GIVEN PASSAGE -

· · · · ·

This multicentre clinical trial aims to demonstrate that treatment with Calcifediol reduces the need for invasive ventilation and Intensive Care Unit admissions and deaths
Description of the Study:
- Title: Prevention and Treatment With Calcifediol of COVID-19 Induced Acute Respiratory Syndrome (COVIDIOL).
- Principal Investigator: José López Miranda.
- Centres of Implementation: Hospital Alto Guadalquivir (Jaén), Hospital Arnau de Vilanova (Valencia), Hospital Costa del Sol (Málaga), Hospital de Montilla (Córdoba), Hospital del Mar (Barcelona), Hospital General de Ciudad Real (Ciudad Real), Hospital General de Villarobledo (Albacete), Hospital Quironsalud Córdoba (Córdoba), et al.
- Study Population: 1008 individuals between 18 and 80 years of age with a PCR-confirmed diagnosis of COVID-19 and radiological image compatible with inflammatory pleuropulmonary exudate are expected.
- Study Type: Multicentre, interventional, phase II clinical trial with randomised parallel allocation without blinding.

· · · · ·

COLLECTED DATA -

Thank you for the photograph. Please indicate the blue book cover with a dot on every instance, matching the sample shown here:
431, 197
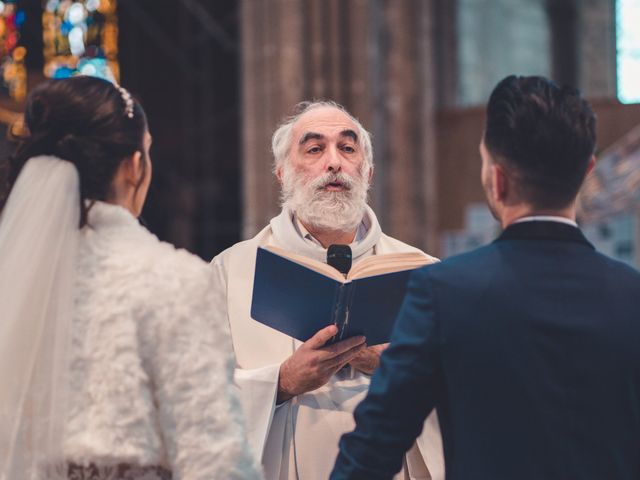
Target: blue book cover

· · · · ·

PROBLEM REQUIREMENTS - Reproduce the full COVIDIOL trial description word for word, from its first line through the study type.

EXERCISE ANSWER -
This multicentre clinical trial aims to demonstrate that treatment with Calcifediol reduces the need for invasive ventilation and Intensive Care Unit admissions and deaths
Description of the Study:
- Title: Prevention and Treatment With Calcifediol of COVID-19 Induced Acute Respiratory Syndrome (COVIDIOL).
- Principal Investigator: José López Miranda.
- Centres of Implementation: Hospital Alto Guadalquivir (Jaén), Hospital Arnau de Vilanova (Valencia), Hospital Costa del Sol (Málaga), Hospital de Montilla (Córdoba), Hospital del Mar (Barcelona), Hospital General de Ciudad Real (Ciudad Real), Hospital General de Villarobledo (Albacete), Hospital Quironsalud Córdoba (Córdoba), et al.
- Study Population: 1008 individuals between 18 and 80 years of age with a PCR-confirmed diagnosis of COVID-19 and radiological image compatible with inflammatory pleuropulmonary exudate are expected.
- Study Type: Multicentre, interventional, phase II clinical trial with randomised parallel allocation without blinding.